___ Record extracts ___
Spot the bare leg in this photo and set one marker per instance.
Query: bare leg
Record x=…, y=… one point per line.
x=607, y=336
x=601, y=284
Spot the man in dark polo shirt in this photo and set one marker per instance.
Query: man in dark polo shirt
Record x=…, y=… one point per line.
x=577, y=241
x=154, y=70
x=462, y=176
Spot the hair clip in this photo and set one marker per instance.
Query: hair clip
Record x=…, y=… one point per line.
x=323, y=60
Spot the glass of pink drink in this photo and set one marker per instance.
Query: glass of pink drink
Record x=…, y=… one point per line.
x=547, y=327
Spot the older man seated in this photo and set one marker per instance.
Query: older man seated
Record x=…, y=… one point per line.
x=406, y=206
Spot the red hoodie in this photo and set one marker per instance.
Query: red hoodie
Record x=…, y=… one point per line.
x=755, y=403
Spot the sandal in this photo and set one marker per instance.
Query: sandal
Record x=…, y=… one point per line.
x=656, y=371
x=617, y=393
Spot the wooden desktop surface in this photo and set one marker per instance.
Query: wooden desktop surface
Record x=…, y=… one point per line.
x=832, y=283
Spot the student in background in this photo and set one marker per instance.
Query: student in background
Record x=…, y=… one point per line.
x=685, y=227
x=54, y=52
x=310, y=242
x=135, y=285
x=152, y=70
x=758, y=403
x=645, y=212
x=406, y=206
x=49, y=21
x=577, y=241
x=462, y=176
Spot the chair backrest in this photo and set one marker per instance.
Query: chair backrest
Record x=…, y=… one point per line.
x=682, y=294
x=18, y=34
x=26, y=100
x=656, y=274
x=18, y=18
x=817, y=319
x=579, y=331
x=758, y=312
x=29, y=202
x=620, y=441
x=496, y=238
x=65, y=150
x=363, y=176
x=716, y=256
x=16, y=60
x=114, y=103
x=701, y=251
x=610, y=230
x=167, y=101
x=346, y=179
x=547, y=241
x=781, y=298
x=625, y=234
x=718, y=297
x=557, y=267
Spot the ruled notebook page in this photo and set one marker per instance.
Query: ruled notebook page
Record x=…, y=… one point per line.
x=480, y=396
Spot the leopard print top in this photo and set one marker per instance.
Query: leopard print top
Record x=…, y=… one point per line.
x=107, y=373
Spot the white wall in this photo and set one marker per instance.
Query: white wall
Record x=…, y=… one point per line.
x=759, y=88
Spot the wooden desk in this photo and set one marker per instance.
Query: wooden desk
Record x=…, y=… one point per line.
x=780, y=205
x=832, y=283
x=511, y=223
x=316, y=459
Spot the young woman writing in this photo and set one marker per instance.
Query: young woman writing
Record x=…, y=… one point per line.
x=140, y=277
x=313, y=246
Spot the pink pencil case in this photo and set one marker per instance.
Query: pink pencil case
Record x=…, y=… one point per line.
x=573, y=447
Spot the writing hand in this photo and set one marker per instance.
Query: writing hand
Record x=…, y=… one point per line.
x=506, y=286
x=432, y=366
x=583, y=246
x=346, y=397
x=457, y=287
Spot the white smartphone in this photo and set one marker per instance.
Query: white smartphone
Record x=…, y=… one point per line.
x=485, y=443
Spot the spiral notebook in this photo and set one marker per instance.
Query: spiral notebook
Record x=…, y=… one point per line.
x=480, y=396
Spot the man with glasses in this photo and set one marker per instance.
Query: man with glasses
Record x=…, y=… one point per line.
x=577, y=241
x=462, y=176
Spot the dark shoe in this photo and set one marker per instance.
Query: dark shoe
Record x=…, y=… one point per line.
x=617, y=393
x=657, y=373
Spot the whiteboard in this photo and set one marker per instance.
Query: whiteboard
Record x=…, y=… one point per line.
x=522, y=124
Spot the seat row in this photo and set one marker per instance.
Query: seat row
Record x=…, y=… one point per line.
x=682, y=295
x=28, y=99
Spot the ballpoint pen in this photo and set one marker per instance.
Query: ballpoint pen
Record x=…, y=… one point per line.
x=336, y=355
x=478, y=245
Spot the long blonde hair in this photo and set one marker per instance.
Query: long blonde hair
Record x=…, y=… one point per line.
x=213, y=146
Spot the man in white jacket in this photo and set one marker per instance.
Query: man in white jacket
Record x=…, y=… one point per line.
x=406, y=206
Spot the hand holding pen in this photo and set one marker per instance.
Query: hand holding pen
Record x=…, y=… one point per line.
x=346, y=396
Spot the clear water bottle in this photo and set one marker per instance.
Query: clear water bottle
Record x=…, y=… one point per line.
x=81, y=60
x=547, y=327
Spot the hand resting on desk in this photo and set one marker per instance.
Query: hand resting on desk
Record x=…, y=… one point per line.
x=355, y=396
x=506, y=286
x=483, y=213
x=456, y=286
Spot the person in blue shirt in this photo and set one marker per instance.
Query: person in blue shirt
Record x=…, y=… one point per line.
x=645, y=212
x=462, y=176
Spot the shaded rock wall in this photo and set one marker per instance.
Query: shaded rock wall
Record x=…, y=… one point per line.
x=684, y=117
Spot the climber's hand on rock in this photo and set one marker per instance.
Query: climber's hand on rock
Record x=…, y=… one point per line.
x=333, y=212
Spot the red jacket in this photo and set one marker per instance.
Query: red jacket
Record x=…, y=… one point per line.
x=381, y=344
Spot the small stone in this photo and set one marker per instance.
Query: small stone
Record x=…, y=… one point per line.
___
___ Record extracts ___
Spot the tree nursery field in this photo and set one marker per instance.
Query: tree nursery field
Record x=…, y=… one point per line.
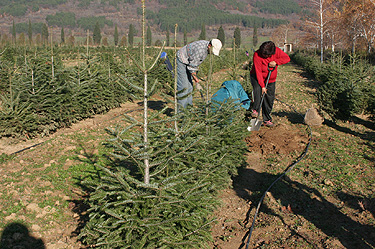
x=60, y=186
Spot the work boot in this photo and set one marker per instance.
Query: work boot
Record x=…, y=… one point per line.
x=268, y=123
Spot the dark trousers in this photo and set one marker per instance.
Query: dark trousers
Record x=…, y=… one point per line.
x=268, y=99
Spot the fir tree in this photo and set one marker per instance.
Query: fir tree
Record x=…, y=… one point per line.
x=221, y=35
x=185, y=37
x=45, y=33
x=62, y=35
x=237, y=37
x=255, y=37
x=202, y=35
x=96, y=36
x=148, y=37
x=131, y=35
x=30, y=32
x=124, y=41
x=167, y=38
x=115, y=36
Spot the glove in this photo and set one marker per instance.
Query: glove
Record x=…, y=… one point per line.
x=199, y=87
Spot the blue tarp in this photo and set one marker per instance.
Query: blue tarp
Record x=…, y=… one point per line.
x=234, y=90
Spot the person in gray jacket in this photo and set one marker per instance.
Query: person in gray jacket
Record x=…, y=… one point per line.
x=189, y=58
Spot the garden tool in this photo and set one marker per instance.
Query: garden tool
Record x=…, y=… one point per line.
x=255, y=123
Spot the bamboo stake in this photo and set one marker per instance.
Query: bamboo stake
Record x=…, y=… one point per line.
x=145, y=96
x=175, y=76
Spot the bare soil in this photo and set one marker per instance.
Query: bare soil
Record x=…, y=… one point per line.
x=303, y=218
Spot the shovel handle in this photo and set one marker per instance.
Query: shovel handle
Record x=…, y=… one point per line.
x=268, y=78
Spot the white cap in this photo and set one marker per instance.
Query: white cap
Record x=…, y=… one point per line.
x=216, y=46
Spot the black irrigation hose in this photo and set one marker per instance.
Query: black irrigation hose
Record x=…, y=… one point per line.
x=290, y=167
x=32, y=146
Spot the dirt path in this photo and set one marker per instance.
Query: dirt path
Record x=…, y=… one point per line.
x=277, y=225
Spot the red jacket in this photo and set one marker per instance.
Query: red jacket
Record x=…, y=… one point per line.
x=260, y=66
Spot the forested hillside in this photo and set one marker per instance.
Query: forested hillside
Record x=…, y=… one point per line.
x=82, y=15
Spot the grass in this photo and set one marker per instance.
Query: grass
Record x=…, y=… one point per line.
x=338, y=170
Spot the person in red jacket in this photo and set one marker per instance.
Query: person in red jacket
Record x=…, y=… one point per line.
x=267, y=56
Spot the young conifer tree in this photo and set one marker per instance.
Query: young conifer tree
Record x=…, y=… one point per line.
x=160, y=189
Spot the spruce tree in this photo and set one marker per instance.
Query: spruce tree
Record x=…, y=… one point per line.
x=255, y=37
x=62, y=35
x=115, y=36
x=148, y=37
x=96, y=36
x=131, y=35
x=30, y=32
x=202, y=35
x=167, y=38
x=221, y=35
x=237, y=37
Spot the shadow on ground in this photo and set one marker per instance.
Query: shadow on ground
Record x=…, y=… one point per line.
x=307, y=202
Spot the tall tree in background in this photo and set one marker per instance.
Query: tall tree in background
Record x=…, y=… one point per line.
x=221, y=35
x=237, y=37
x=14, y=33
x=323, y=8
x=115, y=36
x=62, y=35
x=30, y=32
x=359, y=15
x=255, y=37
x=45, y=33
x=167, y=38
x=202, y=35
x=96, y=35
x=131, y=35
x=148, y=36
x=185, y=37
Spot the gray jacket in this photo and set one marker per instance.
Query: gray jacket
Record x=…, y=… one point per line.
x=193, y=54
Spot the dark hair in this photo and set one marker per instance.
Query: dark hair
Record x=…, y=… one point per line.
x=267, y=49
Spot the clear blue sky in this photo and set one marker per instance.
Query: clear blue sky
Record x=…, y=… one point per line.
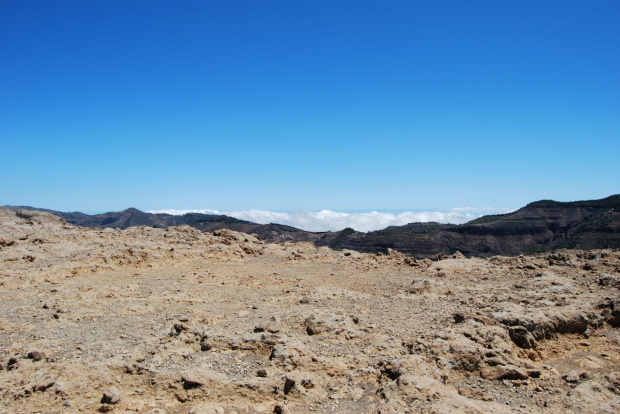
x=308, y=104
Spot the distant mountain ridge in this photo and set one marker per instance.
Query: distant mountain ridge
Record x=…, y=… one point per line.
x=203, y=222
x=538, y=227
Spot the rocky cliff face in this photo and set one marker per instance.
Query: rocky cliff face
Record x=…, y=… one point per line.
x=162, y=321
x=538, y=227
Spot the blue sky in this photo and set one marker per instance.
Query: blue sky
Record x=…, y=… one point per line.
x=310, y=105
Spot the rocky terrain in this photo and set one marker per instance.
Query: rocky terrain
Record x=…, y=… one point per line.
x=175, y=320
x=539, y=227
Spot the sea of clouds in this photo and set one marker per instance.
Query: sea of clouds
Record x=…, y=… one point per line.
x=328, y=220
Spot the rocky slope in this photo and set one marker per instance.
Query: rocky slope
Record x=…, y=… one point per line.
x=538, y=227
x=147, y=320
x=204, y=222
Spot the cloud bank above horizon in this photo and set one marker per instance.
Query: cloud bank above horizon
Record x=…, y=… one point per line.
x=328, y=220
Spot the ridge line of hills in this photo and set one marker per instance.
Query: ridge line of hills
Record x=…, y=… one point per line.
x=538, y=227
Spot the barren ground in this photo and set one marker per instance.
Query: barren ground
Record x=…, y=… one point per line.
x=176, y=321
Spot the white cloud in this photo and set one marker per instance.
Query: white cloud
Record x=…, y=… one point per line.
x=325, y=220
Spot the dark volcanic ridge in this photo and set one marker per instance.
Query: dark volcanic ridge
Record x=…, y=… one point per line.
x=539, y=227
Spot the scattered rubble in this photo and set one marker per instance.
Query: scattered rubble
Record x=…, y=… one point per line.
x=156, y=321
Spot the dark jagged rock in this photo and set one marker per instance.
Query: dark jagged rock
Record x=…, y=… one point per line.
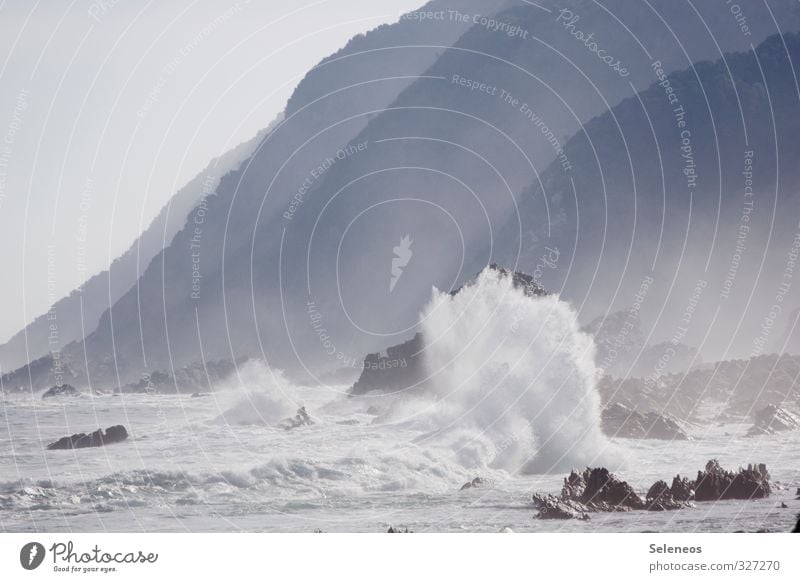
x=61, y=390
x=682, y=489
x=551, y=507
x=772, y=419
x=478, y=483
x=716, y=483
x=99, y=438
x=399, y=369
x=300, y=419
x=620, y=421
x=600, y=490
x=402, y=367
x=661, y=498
___
___ Record extracts ___
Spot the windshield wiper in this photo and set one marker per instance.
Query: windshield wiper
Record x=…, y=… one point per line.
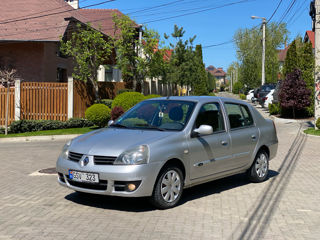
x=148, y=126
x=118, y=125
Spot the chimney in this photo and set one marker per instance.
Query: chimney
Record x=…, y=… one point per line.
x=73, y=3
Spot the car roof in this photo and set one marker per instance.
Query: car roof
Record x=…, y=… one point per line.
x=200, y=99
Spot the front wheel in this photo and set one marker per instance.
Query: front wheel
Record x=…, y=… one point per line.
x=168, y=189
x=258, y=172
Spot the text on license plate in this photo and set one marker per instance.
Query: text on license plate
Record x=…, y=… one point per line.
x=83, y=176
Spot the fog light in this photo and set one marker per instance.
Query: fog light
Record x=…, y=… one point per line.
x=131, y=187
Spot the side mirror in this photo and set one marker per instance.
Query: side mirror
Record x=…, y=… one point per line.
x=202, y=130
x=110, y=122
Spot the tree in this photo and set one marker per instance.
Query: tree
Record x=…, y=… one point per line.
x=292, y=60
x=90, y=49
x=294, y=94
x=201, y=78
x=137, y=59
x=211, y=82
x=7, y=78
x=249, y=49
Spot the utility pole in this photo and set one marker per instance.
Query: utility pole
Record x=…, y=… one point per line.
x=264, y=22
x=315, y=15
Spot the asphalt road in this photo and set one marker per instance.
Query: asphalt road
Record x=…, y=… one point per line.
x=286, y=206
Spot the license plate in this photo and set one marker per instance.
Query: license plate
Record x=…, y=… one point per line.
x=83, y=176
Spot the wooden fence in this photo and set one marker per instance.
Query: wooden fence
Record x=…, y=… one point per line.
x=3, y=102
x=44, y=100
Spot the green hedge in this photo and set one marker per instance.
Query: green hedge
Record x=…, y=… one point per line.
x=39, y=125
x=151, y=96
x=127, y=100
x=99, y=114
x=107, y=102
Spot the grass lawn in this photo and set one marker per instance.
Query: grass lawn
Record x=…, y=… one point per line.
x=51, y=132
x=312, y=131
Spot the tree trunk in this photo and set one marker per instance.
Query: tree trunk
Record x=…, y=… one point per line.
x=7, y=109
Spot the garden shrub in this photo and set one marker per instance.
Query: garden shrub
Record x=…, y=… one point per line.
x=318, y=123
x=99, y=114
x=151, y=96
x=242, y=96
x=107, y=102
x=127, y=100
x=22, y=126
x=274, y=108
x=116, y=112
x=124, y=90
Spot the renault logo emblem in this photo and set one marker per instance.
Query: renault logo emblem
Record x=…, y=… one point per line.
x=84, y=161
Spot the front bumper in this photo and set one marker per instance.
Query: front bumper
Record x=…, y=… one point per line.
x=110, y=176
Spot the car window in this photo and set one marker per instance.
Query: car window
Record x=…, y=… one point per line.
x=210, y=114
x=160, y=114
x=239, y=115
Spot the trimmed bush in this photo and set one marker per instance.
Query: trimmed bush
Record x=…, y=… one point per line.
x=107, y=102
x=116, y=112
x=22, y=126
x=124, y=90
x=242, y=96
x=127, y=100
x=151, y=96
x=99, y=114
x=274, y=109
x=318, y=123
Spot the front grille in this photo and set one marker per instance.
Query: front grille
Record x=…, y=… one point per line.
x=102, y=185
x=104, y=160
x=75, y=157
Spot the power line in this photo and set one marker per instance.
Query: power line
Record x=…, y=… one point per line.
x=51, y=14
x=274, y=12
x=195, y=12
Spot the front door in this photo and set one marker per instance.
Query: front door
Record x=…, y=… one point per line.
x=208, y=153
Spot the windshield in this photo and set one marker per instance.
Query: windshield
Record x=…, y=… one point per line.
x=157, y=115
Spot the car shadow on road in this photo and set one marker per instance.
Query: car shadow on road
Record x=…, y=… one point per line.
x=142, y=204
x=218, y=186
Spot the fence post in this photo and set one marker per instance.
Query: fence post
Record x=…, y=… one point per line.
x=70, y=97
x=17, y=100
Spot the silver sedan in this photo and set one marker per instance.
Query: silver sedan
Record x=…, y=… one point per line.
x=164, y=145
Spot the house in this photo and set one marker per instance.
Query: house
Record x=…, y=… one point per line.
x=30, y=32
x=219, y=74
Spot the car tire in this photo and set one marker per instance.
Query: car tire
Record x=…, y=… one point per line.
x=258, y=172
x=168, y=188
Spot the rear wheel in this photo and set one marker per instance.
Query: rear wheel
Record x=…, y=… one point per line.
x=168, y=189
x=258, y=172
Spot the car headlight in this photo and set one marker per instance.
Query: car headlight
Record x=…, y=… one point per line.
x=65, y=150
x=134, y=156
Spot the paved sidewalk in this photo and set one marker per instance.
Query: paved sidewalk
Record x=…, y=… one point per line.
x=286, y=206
___
- Exercise requirements: Search the records for the string "bamboo" and return every line in which it occurs.

- Exercise solution:
Spot the bamboo stake in this photo and set one marker per instance.
Query: bamboo stake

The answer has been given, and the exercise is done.